-- Passage provided start --

Skip to content

Latest commit

 

History

History
285 lines (235 loc) · 8.49 KB

File metadata and controls

285 lines (235 loc) · 8.49 KB

Reverse Engineering State File Specification

This document specifies the JSON format for persisting OpcodeOracle reverse engineering sessions.

Overview

The state file (.orc extension - OpcodeOracle Project) contains all data needed to save and restore a reverse engineering session, including the binary data, analysis results, and user annotations.

File Format

State files are JSON documents with the following structure:

{
  "version": "1.1",
  "metadata": { ... },
  "binary": { ... },
  "entryPoints": [ ... ],
  "extraCodeAddresses": [ ... ],
  "symbols": { ... },
  "annotations": { ... },
  "regions": [ ... ]
}

Schema Definition

Root Object

Field Type Required Description
version string Yes Schema version (semver format)

-- Passage provided end --

### Work instructions
1) What is the Spanish for this sentence from the state file specification: "This document specifies the JSON format for persisting OpcodeOracle reverse engineering sessions."?
2) Could you extend the state file specification, picking up right after its last line?
The rows are not used for anything here.

-- Data lines start --

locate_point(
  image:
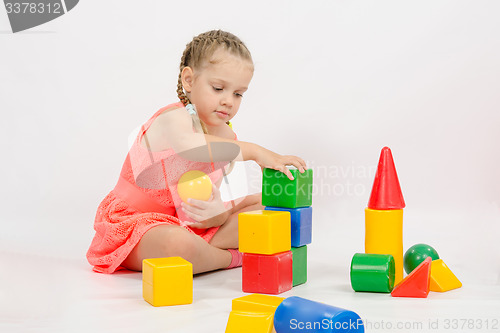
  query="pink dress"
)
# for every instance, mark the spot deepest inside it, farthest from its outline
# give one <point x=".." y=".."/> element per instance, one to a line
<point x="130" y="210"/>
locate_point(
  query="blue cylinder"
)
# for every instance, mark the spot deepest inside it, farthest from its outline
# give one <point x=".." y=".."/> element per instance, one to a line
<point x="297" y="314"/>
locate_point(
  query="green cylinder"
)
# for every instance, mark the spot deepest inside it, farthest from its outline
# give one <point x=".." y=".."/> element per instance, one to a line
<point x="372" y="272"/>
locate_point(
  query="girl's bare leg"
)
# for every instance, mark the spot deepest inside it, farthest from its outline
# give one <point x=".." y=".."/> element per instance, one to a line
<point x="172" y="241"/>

-- Data lines end --
-- Data lines start --

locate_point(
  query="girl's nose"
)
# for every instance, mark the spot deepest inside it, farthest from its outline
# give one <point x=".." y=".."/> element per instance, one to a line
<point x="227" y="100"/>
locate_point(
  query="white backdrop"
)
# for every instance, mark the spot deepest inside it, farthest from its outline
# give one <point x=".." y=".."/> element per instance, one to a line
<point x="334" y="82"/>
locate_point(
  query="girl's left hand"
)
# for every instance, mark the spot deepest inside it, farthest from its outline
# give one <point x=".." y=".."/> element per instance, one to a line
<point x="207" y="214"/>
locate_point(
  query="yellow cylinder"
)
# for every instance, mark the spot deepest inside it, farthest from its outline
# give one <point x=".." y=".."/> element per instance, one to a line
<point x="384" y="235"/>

-- Data lines end --

### Responses
1) Este documento especifica el formato JSON para guardar las sesiones de ingeniería inversa de OpcodeOracle.

2)
metadata object Yes Project metadata
binary object Yes Binary data and load parameters
entryPoints array Yes List of entry point addresses
extraCodeAddresses array No Additional code seed addresses without entry symbols
symbols object No User-defined and auto-generated symbols
annotations object No Comments and notes
regions array No Memory region classifications + source

Metadata Object

Field Type Required Description
created string Yes ISO8601 timestamp of creation
modified string Yes ISO8601 timestamp of last modification
sourceFile string No Original binary filename
description string No Project description

Binary Object

Field Type Required Description
data array Yes Binary data as array of byte values
origin string Yes Load address in hex (e.g., "0x0801")

Example:

"binary": {
  "data": [169, 0, 141, 32, 208, 76, 21, 8],
  "origin": "0x0801"
}

Entry Points Array

Array of hex address strings representing known entry points:

"entryPoints": ["0x0801", "0x1000"]

Extra Code Addresses Array

Array of hex address strings representing additional code seed addresses. These are used to start flow analysis like entry points, but they do not create entry symbols or automatic names at those addresses.

"extraCodeAddresses": ["0x0900", "0xA000"]

Symbols Object

Maps addresses to arrays of symbol definitions. Multiple symbols per address are supported for aliases, different sources, or alternative interpretations.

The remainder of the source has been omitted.